### What you need to do
Please restate the data below word for word, omitting all images.

Information shown Start Marker

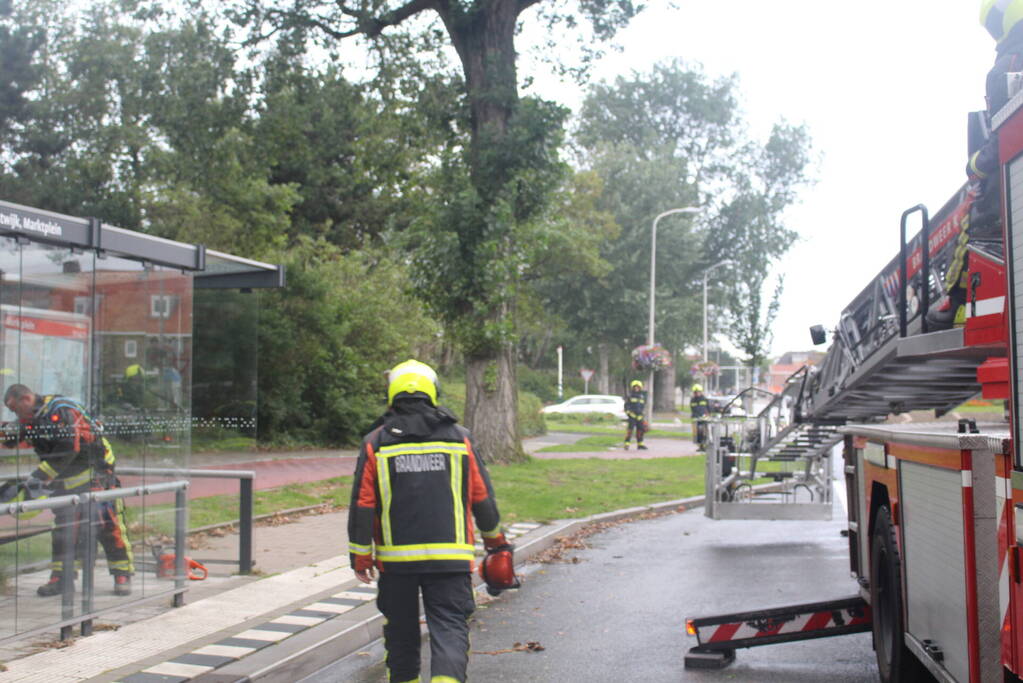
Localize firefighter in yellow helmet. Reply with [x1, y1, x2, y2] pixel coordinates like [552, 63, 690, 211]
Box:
[690, 384, 711, 450]
[348, 360, 506, 683]
[623, 379, 647, 450]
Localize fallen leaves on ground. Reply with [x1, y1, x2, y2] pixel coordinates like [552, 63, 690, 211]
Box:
[531, 504, 688, 565]
[33, 637, 75, 650]
[473, 641, 545, 655]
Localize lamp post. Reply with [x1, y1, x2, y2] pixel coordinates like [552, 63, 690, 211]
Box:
[647, 207, 700, 419]
[702, 259, 735, 368]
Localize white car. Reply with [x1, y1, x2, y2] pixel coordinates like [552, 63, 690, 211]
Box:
[541, 394, 627, 420]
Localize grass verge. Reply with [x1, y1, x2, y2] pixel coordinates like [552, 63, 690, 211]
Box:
[488, 457, 703, 523]
[179, 456, 702, 531]
[186, 476, 353, 529]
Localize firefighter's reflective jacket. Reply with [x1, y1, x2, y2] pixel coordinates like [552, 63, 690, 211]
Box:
[348, 403, 501, 574]
[6, 395, 116, 492]
[690, 394, 710, 419]
[624, 390, 646, 421]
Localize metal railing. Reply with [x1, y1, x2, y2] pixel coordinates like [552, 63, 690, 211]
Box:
[0, 480, 188, 642]
[118, 467, 256, 574]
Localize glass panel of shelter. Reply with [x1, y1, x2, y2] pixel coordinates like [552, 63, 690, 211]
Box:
[0, 237, 23, 638]
[192, 288, 257, 451]
[93, 256, 191, 601]
[0, 241, 96, 630]
[0, 245, 198, 638]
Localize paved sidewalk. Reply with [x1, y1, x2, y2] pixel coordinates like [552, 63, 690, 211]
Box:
[0, 515, 552, 683]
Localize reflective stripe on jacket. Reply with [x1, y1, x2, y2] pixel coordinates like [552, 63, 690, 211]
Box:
[348, 414, 500, 574]
[624, 390, 646, 420]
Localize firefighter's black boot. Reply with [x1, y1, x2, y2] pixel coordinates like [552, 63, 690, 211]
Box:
[37, 573, 73, 597]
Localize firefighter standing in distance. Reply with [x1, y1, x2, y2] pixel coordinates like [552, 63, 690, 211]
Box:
[623, 379, 647, 450]
[348, 360, 506, 683]
[2, 384, 134, 596]
[690, 384, 711, 450]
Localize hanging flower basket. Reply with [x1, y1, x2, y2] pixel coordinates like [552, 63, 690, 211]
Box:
[631, 344, 672, 370]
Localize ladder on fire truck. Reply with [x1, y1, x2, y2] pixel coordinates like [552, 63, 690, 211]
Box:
[703, 192, 1004, 521]
[690, 156, 1009, 668]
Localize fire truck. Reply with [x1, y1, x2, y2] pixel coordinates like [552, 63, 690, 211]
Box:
[684, 77, 1023, 683]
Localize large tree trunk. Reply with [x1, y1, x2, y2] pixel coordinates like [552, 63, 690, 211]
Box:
[464, 346, 526, 463]
[597, 343, 610, 394]
[655, 365, 676, 412]
[439, 4, 524, 463]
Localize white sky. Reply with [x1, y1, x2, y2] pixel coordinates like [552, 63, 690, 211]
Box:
[522, 0, 994, 358]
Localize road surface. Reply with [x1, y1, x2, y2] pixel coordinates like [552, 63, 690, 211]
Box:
[304, 498, 879, 682]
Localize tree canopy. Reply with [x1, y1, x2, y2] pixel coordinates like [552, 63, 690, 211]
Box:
[548, 60, 812, 389]
[0, 0, 817, 447]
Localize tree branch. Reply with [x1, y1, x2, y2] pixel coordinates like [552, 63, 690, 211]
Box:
[516, 0, 543, 13]
[352, 0, 439, 38]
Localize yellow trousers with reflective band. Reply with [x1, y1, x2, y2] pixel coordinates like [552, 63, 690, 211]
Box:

Information shown End Marker

### Answer section
Localize firefighter in yellow helmet. Reply with [x1, y1, x2, y2] pixel coordinates like [552, 63, 690, 211]
Box:
[690, 384, 711, 450]
[348, 360, 506, 683]
[623, 379, 647, 450]
Localize fallen leaves on ground. Reply with [x1, y1, x2, y2] pixel coordinates like [552, 63, 690, 211]
Box:
[531, 504, 688, 565]
[33, 637, 75, 650]
[473, 641, 545, 655]
Localize lamp post. Reply with [x1, y1, x2, y2] pixel coordinates like [552, 63, 690, 211]
Box:
[647, 207, 700, 419]
[702, 259, 735, 368]
Localize white car. Reply with [x1, y1, x2, y2] pixel coordinates like [552, 63, 690, 211]
Box:
[541, 394, 627, 420]
Localize grass verge. Reply with [x1, y1, x2, y2] pixel coordinates like [552, 63, 690, 211]
Box:
[488, 457, 703, 523]
[179, 456, 702, 531]
[186, 476, 353, 529]
Localize firefighter's reflective jacket. Reply with [x1, y1, x2, y2] pixel coordinates like [552, 63, 690, 211]
Box:
[348, 403, 501, 574]
[6, 395, 116, 492]
[690, 394, 710, 419]
[624, 390, 646, 421]
Localize metal railing. Reply with [x1, y1, x2, y2] pixel coordinates like [552, 63, 690, 211]
Box:
[0, 480, 188, 642]
[118, 467, 256, 574]
Localize glass panel of shelter. Reply with [x1, y1, x2, y2] pixel coordinates like [552, 63, 690, 211]
Box:
[0, 237, 23, 638]
[192, 288, 257, 451]
[93, 256, 191, 601]
[0, 241, 96, 630]
[0, 245, 198, 638]
Localize paved sidewalk. Reply with [x1, y1, x2, y2] pixel coordinates like [552, 63, 690, 211]
Box:
[0, 515, 552, 683]
Localize reflective stripe on jacket. Reply with [x1, y1, x2, y2] pixel coordinates like [552, 63, 690, 211]
Box:
[348, 414, 500, 574]
[624, 390, 646, 420]
Localize firefighter's black boot. Reply with [x1, y1, x2, y2] pixel coordinates like [552, 63, 690, 211]
Box:
[37, 573, 73, 597]
Localize firefighter standing in distance. Reply with [x1, y1, x2, y2] pixel coordinates like [552, 63, 690, 211]
Box:
[623, 379, 647, 450]
[348, 360, 506, 683]
[2, 384, 134, 596]
[690, 384, 711, 450]
Localize hanging flower basket. Reply with [x1, y1, x2, y2] pixel coordinates like [552, 63, 690, 211]
Box:
[631, 344, 672, 370]
Localize ladder on fire truck. Reply with [x1, y1, x2, y2] pixel coordinates like [552, 63, 690, 211]
Box:
[703, 192, 1004, 521]
[690, 156, 1009, 668]
Localize fire truck. Reply with [x1, y1, x2, y2] pixel coordinates like [552, 63, 690, 211]
Box:
[684, 77, 1023, 683]
Localize large tree trunk. Reply with [x1, y1, x2, y2] pixel coordinates like [552, 63, 690, 211]
Box:
[464, 346, 526, 463]
[597, 343, 610, 394]
[655, 365, 676, 412]
[439, 4, 524, 463]
Localize white sky. Reply with [x1, y1, x2, y2] pixel coordinates like [552, 63, 690, 211]
Box:
[522, 0, 994, 358]
Localize road surface. Reply with [x1, y1, x2, y2] pixel coordinates like [552, 63, 690, 211]
Box:
[304, 498, 879, 682]
Localize tree canopy. Reply with [x1, y1, x2, y2] pixel coordinates like [552, 63, 690, 211]
Box:
[548, 60, 812, 389]
[0, 0, 817, 447]
Localize tree branch. Reply with [x1, y1, x2, y2] pixel coordinates like [552, 63, 690, 211]
Box:
[516, 0, 543, 13]
[352, 0, 439, 38]
Localize yellow trousers with reflective band. Reply with [x1, y1, x2, y2] pixel coordinates like [552, 63, 690, 211]
Box:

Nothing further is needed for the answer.